## Extracted text
It did begin to recognize me each time, I came, becoming alert, anticipating the food I regularly provided. I watched fascinated as it daintily took the meat, and with his talons clamped it down on the perch, tearing off bits to eat with its sharp hooked beak. One day I came to check on it and found only the cotton string stretched out its full length indicating the direction it had flown away.

The first pet I remember having was when I was five years old before I started school at Rethy Academy in Africa.

I remember that I was able to find chameleons. I would look for a long time on the lantana hedge that had the fuzzy leaves, the tiny bunches of colored flowers, and the little clumps of green berries. The green berries would grow as big as BBs and eventually turn black. Some of the kids ate them, but I didn’t. When the berries were black, I think the chameleons found more insects on those lantana hedges. Chameleons were hard to find since they would stay completely still and make themselves the same shade of green as the hedge. The patterns on their backs and the patterns made by the twigs and leaves looked just the same. The hedge was the best place to look for chameleons.

I would stand very still for a long time, and sometimes a chameleon would move; then I would finally see him. Chameleons have skinny legs and feet sort of like mittens with no separate toes. The tiny claws, two on one side and three on the other side, help them to clamp onto the branch they are climbing. Chameleons move the front foot on one side and the back foot on the other side at the same time, little by little, until each foot reaches the new place on which to hold. They feel around with their feet for the best spot without even looking. Then, they move the other two feet.

When chameleons sneak up on a fly, their tails stick out straight behind them, not touching anything. They advance bit by bit, maybe when they think the fly isn’t looking. Their eyes bulge way out on both sides of their head. Wrinkly skin covers the entire eye except the tiny hole in the center where they can see. Their eyes roll around and around to look in front, in back, sideways, and up and down. Each eye goes a different way until they are ready to catch a fly.

The chameleon I had been watching stopped. Both eyes checked all around again, but then they came together, almost cross-eyed, both focusing directly on a small fly. The layered skin under the chameleon’s chin started bulging out bigger and bigger. His mouth turned up almost like a smile, opening just a little crack.

Suddenly, so fast I would have missed it if I hadn’t been concentrating, the chameleon’s long tongue shot out and the end stuck to the fly. The tongue was even longer than the chameleon! A Chameleon almost never misses. His long tongue quickly disappears, curling up somewhere inside as he pulls the fly into his grinning mouth. Once again his eyes begin searching around and around in different directions while chewing very slowly.

## Material for this exercise
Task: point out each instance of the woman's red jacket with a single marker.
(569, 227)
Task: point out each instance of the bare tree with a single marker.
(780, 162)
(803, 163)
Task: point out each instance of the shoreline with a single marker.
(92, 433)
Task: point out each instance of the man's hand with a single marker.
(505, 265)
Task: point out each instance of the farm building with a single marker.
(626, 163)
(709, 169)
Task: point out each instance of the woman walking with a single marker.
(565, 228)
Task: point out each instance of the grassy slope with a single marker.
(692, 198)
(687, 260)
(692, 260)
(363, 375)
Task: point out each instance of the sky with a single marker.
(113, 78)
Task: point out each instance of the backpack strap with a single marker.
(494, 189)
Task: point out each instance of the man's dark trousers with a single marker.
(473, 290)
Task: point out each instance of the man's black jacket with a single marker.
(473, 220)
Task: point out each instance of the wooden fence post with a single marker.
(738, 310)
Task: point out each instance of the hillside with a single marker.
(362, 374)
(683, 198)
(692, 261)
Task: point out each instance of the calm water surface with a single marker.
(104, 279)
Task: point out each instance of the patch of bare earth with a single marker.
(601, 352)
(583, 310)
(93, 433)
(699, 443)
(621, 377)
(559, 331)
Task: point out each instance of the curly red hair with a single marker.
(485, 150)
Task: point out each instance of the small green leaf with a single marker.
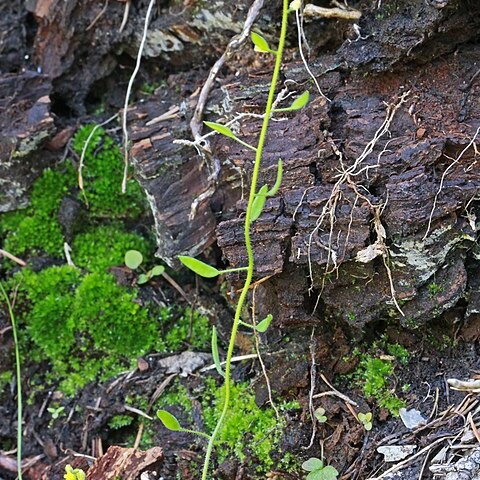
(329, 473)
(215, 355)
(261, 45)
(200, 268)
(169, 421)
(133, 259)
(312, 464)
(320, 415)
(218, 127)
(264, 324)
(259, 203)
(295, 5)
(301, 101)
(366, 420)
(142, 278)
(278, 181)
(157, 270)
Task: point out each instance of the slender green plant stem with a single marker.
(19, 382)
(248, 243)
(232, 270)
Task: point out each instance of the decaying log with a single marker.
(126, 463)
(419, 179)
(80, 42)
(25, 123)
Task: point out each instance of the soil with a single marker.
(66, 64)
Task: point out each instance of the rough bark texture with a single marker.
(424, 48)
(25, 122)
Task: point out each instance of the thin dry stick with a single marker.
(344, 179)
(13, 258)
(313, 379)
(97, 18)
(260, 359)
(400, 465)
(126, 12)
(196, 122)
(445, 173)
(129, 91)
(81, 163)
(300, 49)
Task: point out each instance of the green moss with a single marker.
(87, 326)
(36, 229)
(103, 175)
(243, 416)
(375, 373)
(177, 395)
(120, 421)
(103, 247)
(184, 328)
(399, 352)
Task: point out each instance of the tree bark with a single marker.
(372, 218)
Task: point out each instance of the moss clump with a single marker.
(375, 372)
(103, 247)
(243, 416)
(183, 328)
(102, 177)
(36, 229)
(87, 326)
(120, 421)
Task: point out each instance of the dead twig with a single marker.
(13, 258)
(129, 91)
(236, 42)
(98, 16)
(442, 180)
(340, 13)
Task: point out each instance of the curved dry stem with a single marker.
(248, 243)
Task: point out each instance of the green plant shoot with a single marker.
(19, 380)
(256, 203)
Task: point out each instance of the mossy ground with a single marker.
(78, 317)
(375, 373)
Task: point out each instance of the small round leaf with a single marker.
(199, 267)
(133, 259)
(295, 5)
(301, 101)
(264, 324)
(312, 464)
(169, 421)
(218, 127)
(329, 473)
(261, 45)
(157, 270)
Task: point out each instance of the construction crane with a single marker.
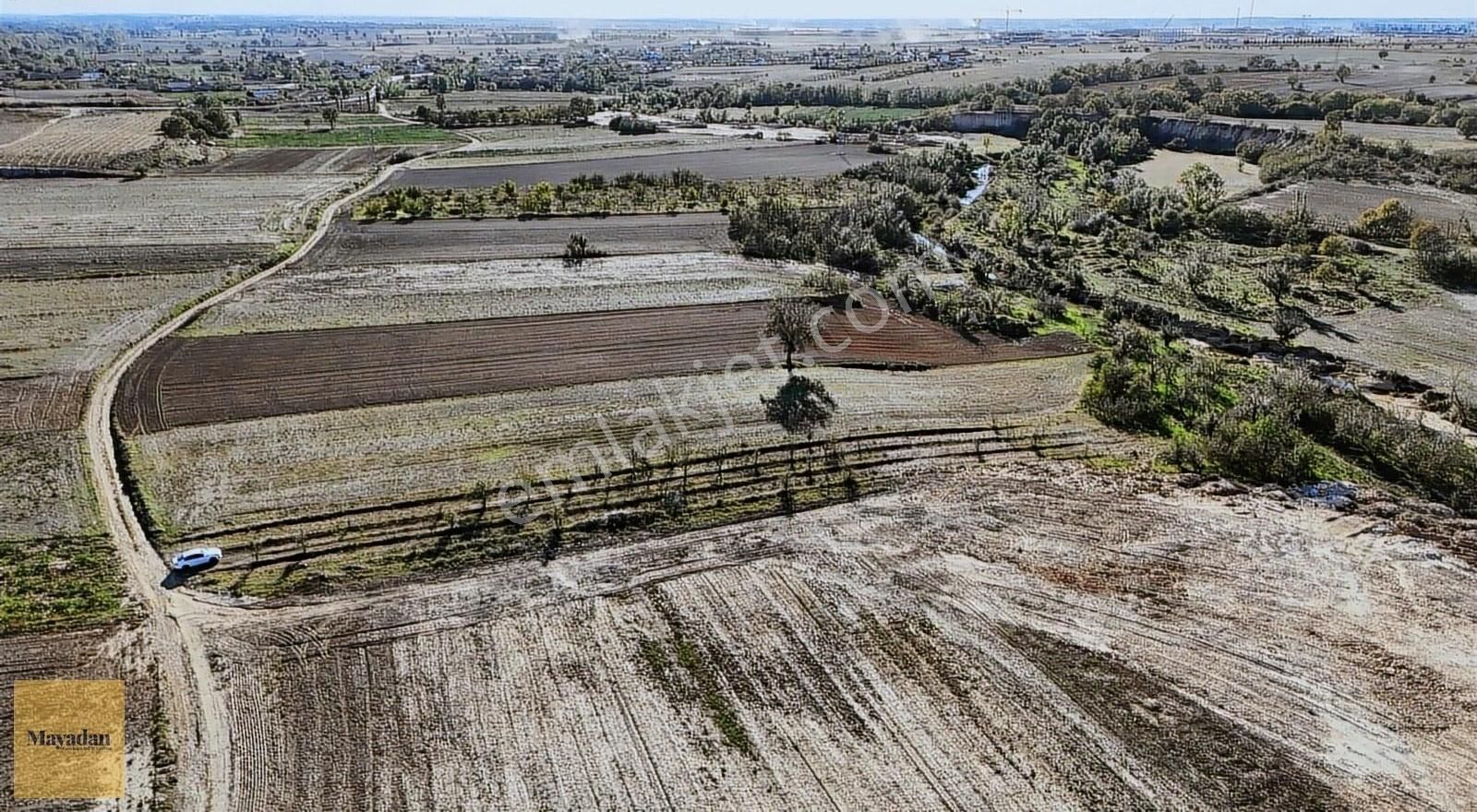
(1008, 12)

## Work to do
a. Write out everything in the chameleon passage from "When chameleons sneak" down to "a little crack.".
b. Put everything in the records from the line containing "Task: point out each instance of the small round" down to the end of the records into a Markdown table with the columns Row and Line. Give each line its row number, skip blank lines, and leave the pictures out.

## Expected results
a.
When chameleons sneak up on a fly, their tails stick out straight behind them, not touching anything. They advance bit by bit, maybe when they think the fly isn’t looking. Their eyes bulge way out on both sides of their head. Wrinkly skin covers the entire eye except the tiny hole in the center where they can see. Their eyes roll around and around to look in front, in back, sideways, and up and down. Each eye goes a different way until they are ready to catch a fly.

The chameleon I had been watching stopped. Both eyes checked all around again, but then they came together, almost cross-eyed, both focusing directly on a small fly. The layered skin under the chameleon’s chin started bulging out bigger and bigger. His mouth turned up almost like a smile, opening just a little crack.

b.
| Row | Line |
|---|---|
| 1 | Task: point out each instance of the small round leaf with a single marker. |
| 2 | (199, 267) |
| 3 | (133, 259) |
| 4 | (295, 5) |
| 5 | (301, 101) |
| 6 | (264, 324) |
| 7 | (312, 464) |
| 8 | (169, 421) |
| 9 | (218, 127) |
| 10 | (329, 473) |
| 11 | (261, 45) |
| 12 | (157, 270) |
| 13 | Task: point out each instance of the construction crane with a single marker. |
| 14 | (1008, 12) |